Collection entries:
■ ■ ■

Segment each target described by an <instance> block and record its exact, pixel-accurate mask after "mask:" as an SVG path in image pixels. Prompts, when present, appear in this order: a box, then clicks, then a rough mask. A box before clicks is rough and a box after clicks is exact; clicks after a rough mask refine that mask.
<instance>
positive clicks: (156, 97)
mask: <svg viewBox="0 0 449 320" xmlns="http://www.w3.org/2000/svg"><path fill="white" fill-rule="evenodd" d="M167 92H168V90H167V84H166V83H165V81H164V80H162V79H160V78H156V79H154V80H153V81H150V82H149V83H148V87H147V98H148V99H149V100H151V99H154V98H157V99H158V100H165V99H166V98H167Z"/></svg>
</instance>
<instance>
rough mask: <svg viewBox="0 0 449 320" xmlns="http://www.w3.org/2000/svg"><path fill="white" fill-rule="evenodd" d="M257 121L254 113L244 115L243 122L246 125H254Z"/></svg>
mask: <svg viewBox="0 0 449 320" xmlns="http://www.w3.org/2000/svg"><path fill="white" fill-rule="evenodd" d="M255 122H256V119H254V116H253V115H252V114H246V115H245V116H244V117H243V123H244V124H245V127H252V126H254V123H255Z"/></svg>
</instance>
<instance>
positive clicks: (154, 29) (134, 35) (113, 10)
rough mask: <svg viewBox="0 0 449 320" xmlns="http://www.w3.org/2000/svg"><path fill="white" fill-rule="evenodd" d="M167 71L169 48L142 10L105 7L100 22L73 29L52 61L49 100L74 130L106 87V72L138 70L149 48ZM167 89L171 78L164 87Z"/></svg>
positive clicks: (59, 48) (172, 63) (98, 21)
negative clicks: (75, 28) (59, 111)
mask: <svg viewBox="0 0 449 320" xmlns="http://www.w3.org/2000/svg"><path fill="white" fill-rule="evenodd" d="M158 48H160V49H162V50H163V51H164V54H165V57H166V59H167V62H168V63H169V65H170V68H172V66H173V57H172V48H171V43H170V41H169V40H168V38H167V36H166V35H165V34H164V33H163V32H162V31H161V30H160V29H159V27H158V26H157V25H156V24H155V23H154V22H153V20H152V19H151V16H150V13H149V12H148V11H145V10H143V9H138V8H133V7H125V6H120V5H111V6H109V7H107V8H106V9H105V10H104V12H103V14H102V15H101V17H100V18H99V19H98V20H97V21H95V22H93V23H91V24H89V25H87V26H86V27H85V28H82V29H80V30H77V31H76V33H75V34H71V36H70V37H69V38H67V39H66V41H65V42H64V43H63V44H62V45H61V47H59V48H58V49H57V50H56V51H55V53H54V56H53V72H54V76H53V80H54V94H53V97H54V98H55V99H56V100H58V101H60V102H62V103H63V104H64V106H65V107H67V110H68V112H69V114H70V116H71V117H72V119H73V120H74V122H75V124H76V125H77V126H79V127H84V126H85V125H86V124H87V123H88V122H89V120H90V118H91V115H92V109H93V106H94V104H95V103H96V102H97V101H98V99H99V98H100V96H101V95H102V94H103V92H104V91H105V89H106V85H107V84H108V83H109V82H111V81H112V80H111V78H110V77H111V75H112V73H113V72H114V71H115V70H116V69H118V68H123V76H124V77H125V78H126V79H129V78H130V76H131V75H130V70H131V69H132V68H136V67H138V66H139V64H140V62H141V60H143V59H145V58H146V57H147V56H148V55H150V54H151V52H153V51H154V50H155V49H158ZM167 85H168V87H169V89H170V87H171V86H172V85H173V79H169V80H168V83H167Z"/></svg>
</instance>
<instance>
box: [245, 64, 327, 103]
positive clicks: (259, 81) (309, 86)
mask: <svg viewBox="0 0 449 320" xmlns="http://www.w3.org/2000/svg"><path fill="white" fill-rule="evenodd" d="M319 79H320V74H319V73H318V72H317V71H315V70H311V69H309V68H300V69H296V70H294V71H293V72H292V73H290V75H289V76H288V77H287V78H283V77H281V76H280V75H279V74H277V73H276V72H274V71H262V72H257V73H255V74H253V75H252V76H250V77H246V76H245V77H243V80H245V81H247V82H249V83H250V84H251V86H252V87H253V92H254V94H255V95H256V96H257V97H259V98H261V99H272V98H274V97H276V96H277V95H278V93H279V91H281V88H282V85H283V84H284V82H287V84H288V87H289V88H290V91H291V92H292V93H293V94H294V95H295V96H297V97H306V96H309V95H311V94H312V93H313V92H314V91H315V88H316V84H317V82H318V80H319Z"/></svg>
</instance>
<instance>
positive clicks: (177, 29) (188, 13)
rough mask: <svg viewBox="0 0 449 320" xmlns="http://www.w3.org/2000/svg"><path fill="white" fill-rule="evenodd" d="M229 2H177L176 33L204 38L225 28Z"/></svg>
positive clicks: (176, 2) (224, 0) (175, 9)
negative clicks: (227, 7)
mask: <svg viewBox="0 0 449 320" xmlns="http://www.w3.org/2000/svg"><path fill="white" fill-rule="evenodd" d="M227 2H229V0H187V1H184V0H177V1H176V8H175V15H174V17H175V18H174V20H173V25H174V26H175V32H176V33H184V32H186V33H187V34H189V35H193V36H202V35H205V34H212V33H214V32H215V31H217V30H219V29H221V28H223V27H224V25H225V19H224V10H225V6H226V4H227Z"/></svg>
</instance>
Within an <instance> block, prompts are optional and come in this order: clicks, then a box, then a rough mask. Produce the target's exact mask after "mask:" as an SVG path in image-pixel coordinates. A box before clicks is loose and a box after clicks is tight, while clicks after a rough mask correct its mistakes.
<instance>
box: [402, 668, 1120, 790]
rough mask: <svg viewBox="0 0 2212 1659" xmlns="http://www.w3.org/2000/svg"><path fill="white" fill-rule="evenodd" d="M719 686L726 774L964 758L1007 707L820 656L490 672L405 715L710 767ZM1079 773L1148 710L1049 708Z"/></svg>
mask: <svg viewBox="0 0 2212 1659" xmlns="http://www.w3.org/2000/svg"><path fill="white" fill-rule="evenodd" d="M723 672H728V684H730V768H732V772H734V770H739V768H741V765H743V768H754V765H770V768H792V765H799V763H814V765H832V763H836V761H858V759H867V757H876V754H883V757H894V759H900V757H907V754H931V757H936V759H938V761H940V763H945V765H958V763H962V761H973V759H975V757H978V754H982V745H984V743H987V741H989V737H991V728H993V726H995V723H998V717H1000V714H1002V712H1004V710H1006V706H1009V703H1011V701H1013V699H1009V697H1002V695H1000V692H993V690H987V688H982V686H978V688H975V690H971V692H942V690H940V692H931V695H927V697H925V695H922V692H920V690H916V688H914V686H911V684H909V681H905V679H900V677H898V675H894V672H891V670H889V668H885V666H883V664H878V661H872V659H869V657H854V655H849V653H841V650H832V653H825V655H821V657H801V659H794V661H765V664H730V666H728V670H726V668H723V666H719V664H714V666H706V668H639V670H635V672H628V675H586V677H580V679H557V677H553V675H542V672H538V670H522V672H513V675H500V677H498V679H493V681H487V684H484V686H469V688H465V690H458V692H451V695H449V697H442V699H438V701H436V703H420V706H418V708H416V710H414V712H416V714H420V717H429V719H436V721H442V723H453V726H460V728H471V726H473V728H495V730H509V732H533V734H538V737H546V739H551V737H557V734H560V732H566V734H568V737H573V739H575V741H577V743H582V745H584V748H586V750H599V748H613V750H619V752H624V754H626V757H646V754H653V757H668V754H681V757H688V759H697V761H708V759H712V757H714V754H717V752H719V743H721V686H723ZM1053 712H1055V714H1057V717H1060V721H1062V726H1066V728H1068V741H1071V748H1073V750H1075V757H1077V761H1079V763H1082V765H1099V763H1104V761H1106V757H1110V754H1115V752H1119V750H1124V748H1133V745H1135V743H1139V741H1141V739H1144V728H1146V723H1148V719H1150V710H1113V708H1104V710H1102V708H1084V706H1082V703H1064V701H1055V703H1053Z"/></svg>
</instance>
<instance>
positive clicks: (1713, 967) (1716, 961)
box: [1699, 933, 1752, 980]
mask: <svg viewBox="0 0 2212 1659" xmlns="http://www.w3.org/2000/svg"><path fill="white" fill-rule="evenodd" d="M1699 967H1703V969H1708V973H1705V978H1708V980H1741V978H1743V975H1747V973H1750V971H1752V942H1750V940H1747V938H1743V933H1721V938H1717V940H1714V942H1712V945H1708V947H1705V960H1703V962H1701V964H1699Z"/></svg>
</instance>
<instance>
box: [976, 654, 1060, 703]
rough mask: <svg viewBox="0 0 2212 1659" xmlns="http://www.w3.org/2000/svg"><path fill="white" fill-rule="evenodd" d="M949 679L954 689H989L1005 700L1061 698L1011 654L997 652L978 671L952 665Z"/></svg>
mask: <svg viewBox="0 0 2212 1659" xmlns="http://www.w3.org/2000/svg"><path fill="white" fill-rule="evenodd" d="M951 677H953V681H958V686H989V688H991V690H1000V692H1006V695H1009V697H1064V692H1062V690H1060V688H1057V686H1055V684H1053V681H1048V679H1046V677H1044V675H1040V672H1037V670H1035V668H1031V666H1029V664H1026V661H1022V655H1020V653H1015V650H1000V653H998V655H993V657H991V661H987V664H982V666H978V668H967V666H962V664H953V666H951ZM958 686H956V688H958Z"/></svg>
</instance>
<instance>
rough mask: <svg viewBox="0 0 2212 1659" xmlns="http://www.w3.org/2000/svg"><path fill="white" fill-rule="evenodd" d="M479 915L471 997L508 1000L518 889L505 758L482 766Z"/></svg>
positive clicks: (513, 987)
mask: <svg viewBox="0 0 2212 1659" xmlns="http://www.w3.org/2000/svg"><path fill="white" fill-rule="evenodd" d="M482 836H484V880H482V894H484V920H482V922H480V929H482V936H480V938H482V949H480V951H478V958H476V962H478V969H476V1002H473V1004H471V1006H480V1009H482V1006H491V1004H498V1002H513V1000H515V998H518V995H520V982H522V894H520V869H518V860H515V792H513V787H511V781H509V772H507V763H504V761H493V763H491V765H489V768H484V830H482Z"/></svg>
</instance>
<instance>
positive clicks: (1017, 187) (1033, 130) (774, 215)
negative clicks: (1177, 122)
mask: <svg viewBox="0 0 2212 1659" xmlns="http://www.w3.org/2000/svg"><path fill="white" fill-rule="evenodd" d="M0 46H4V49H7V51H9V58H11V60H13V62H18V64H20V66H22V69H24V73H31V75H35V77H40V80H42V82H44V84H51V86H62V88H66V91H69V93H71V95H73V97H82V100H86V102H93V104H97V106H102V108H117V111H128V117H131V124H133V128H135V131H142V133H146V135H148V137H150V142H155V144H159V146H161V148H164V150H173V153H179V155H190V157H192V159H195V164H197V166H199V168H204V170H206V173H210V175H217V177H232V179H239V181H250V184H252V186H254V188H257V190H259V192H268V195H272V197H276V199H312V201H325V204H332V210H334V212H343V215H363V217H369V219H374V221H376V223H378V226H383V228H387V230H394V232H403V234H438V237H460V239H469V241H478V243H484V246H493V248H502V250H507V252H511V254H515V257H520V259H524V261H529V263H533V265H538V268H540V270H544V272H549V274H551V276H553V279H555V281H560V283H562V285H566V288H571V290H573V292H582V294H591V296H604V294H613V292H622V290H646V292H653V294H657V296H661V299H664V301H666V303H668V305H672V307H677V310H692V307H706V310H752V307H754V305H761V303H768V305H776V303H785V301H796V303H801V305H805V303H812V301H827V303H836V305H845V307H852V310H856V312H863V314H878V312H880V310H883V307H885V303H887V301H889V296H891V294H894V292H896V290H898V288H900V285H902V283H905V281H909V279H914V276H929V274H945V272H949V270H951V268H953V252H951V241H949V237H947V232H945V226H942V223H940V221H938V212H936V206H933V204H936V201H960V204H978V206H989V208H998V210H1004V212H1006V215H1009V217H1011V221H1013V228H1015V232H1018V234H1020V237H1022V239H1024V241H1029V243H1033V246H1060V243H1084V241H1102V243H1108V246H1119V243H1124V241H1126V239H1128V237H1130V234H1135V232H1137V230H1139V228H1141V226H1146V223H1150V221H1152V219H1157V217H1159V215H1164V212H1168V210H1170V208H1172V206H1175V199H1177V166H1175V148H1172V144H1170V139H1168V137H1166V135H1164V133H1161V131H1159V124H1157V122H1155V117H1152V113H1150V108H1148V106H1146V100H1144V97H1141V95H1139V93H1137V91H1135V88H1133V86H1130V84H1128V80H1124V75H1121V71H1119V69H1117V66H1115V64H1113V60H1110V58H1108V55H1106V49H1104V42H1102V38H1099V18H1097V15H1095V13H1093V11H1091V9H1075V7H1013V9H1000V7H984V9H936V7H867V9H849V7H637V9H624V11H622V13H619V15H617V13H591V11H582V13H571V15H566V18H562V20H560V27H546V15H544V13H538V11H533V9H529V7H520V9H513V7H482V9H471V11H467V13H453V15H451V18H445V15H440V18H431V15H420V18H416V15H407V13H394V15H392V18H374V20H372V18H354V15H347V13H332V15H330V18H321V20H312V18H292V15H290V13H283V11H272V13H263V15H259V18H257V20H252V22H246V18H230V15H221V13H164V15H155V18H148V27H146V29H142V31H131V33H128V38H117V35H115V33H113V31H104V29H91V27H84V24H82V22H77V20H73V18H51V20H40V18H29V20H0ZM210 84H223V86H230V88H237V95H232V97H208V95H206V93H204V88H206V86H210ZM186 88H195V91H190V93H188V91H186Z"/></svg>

■ ■ ■

_WHAT YOU WILL DO_
The answer should consist of all lines from the records above that hold the word "block".

_ANSWER AREA_
Segment each target described by an <instance> block and record its exact, pixel-accurate mask after "mask:" as an SVG path in image pixels. Prompts, when present, appear in this order: a box, then clicks, then a rough mask. A box before clicks is rough and a box after clicks is exact; clicks after a rough mask refine that mask.
Within an <instance> block, prompts are optional and come in this order: clicks, then a box, then a rough mask. Produce the target's exact mask after "mask:" as an SVG path in image-pixel coordinates. A box before clicks is loose and a box after clicks is tight, while clicks after a rough mask correct its mistakes.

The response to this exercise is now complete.